● Bereitgestellter Text:
Nichtsdestotrotz existiert die überschüssige Form von Sensibilität weiter. 2015 war nicht nur das Jahr mit der größten Migrationsbewegung – es war auch das Jahr einer erheblichen Sensibilität gegenüber deren Schicksal. Und die Arbeitsbedingungen der Migrant*innen in den Fleischfabriken Südoldenburgs werden von einer großen Bevölkerungsgruppe genauso abgelehnt, wie der dort praktizierte zerstörerische Umgang mit der Natur in Form industrieller Fleischproduktion und Überdüngung der Ackerflächen. Diese Sensibilität führt noch heute dazu, sich in sozialen Zentren und selbstverwalteten Wohnprojekten, bei Greenpeace, Attac oder in politischen Parteien zu organisieren und sich gegen Großprojekte (wie die erfolgreiche Verhinderung des Flughafens in Notre-Dame-des-Landes in Frankreich) oder mit Frauen*streiks zu wehren.

● Die Aufgabe:
Schreiben Sie aus dem Text den Abschnitt von „Nichtsdestotrotz existiert die“ bis einschließlich „Frauen*streiks zu wehren.“ wortgetreu ab. Die nachstehende Liste steht in keinem Zusammenhang mit dem Text.

● Bereitgestelltes Material:
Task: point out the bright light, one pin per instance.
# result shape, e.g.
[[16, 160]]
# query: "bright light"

● Lösung der Aufgabe:
Nichtsdestotrotz existiert die überschüssige Form von Sensibilität weiter. 2015 war nicht nur das Jahr mit der größten Migrationsbewegung – es war auch das Jahr einer erheblichen Sensibilität gegenüber deren Schicksal. Und die Arbeitsbedingungen der Migrant*innen in den Fleischfabriken Südoldenburgs werden von einer großen Bevölkerungsgruppe genauso abgelehnt, wie der dort praktizierte zerstörerische Umgang mit der Natur in Form industrieller Fleischproduktion und Überdüngung der Ackerflächen. Diese Sensibilität führt noch heute dazu, sich in sozialen Zentren und selbstverwalteten Wohnprojekten, bei Greenpeace, Attac oder in politischen Parteien zu organisieren und sich gegen Großprojekte (wie die erfolgreiche Verhinderung des Flughafens in Notre-Dame-des-Landes in Frankreich) oder mit Frauen*streiks zu wehren.